__EXERCISE__
Copy the records below word for word, from the start up to and including the line with "column 562, row 492".

__DATA__
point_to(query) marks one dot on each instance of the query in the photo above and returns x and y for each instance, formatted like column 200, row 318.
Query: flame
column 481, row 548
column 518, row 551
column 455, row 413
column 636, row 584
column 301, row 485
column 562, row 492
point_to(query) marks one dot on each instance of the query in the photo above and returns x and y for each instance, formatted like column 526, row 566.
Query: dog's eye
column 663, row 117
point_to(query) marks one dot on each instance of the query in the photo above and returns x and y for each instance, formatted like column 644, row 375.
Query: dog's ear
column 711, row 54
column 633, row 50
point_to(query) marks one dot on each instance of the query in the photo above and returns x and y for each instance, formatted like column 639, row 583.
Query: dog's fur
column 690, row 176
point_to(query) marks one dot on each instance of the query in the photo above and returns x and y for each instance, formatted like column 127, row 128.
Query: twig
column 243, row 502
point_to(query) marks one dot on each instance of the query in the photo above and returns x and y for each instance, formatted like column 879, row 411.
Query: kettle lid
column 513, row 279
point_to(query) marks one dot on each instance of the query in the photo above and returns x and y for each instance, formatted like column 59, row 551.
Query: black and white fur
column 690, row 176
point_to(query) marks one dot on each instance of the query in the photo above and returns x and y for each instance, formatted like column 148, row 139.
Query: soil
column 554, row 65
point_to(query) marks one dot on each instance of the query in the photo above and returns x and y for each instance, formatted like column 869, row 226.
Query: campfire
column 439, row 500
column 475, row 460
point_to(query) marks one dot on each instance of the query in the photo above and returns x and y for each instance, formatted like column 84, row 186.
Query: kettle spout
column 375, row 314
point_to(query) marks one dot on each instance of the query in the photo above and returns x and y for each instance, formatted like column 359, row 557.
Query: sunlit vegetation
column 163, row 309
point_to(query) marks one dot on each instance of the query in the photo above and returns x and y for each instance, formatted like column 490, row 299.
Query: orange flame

__REPLY__
point_to(query) marks one dot on each instance of the query in the photo above and returns x and y for each instance, formatted like column 200, row 318.
Query: flame
column 481, row 548
column 518, row 551
column 455, row 413
column 636, row 584
column 301, row 485
column 562, row 492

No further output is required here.